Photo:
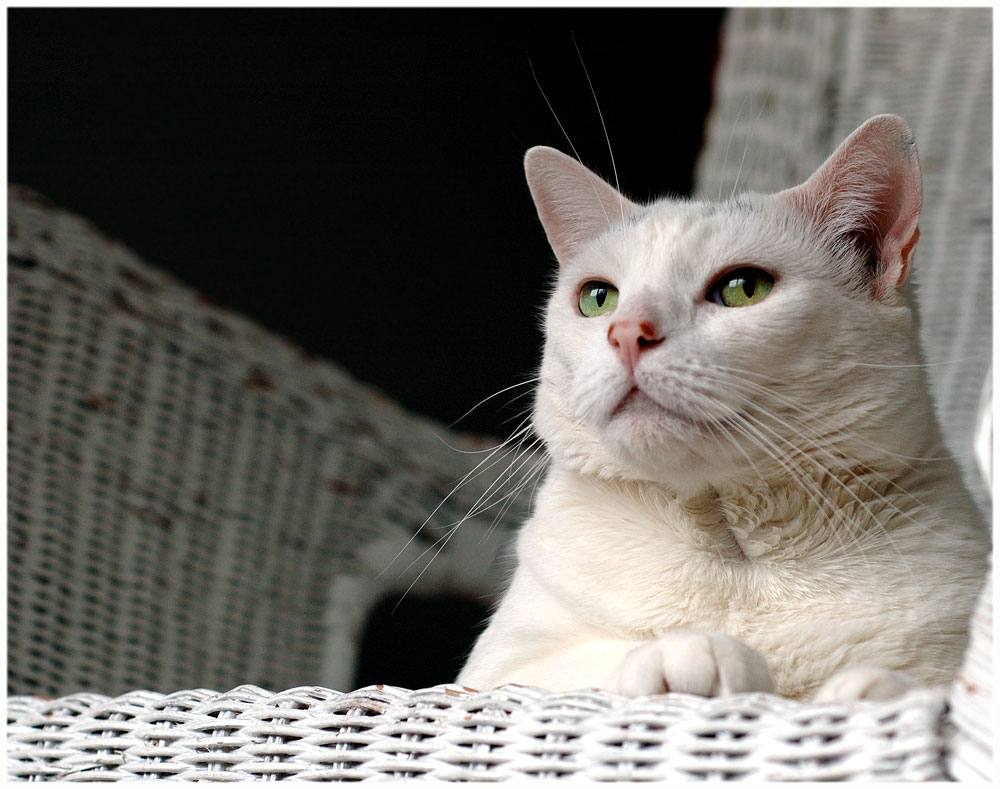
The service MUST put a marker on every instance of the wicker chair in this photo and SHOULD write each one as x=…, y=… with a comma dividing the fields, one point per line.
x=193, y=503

==

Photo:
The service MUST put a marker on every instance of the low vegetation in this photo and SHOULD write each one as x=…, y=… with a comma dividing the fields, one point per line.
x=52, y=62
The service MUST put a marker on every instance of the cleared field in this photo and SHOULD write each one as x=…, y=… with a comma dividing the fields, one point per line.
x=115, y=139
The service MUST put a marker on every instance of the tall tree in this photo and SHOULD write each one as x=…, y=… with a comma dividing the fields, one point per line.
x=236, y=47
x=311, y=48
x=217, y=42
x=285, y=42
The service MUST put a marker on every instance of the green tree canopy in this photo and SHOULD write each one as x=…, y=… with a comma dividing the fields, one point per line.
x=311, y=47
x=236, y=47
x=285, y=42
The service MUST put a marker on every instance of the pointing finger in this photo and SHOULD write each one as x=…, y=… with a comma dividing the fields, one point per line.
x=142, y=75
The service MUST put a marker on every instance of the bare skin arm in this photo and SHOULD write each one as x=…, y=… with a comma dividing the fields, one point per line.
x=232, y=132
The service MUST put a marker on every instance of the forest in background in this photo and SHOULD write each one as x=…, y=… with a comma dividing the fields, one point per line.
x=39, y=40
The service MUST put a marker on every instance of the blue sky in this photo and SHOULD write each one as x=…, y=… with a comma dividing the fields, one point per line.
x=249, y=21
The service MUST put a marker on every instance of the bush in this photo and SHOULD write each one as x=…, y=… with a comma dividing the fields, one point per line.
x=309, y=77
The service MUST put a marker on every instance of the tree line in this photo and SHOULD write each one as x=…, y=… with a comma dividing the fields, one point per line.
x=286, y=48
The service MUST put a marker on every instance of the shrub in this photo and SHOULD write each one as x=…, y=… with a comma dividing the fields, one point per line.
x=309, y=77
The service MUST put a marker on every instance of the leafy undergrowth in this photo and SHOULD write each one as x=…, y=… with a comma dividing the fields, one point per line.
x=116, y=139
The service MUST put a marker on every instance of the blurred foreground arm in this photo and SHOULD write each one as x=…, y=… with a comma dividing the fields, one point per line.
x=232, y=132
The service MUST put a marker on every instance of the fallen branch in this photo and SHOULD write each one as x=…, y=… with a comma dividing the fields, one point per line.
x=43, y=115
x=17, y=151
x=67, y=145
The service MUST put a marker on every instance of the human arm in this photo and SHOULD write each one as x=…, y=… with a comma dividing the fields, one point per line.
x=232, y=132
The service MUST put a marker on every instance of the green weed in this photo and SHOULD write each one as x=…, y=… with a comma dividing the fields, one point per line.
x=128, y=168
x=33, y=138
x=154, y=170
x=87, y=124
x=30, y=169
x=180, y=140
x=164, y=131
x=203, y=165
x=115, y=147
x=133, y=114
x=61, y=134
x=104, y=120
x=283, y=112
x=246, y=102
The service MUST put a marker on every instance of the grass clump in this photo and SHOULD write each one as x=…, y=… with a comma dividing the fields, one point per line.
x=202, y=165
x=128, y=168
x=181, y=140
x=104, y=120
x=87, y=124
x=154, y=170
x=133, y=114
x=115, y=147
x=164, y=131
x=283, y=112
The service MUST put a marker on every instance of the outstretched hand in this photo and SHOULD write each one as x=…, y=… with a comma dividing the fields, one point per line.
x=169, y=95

* OBJECTIVE *
Edit the lines running from the line with "the green tree" to the line with "x=67, y=145", replacing "marker" with "dot" and changing nothing else. Return only those lines.

* RESULT OF THIS TASK *
The service MUST put a dot on every instance of the green tree canopy in this photo and SHOULD write each one as x=…, y=… with a comma dividing the fields, one point per line.
x=311, y=47
x=236, y=47
x=285, y=42
The service MUST put a dot on every instance of the pointing finger in this photo and SHOULD write each one as x=…, y=… with a comma dividing the fields, one point per line.
x=142, y=75
The service MUST put a dot on every instance of the bare skin arm in this photo and SHOULD write each one as x=…, y=… with a comma dividing the fields, one point per line.
x=232, y=132
The service MUST put a dot on every instance of the forest in background in this photo and SHOULD write each one as x=…, y=… with a comma dividing the fields, one point per line.
x=39, y=40
The service MUST put a dot on every instance of the blue sky in this photo and SHOULD write each one as x=…, y=… with a comma dividing the fields, one point per line.
x=249, y=21
The service MUST put a dot on every instance of the bush in this photo and SHOULD write each one as x=…, y=… with a comma dividing the fields, one point per line.
x=309, y=77
The service MUST put a dot on every instance of the tree line in this photo and SHOULD write each one as x=…, y=… with a comma dividing the fields, one point per line.
x=286, y=48
The service MUST put a dot on every instance of the shrub in this photo and SHOULD write each one as x=…, y=… with a comma dividing the fields, one point per line.
x=309, y=77
The service MUST put a dot on every instance of the leafy undergrowth in this photo and SHOULD write each one as x=…, y=… with a comma dividing the fields, one point per line.
x=116, y=139
The service MUST put a dot on every instance of the blurred foreground arm in this photo and SHOULD write each one as x=…, y=… with a comma dividing the fields, one point per line.
x=232, y=132
The service MUST put a dot on every instance of the fallen branch in this photo and SHOULD write each one as x=…, y=… with a comma dividing the fields, one point per line.
x=43, y=115
x=17, y=151
x=67, y=145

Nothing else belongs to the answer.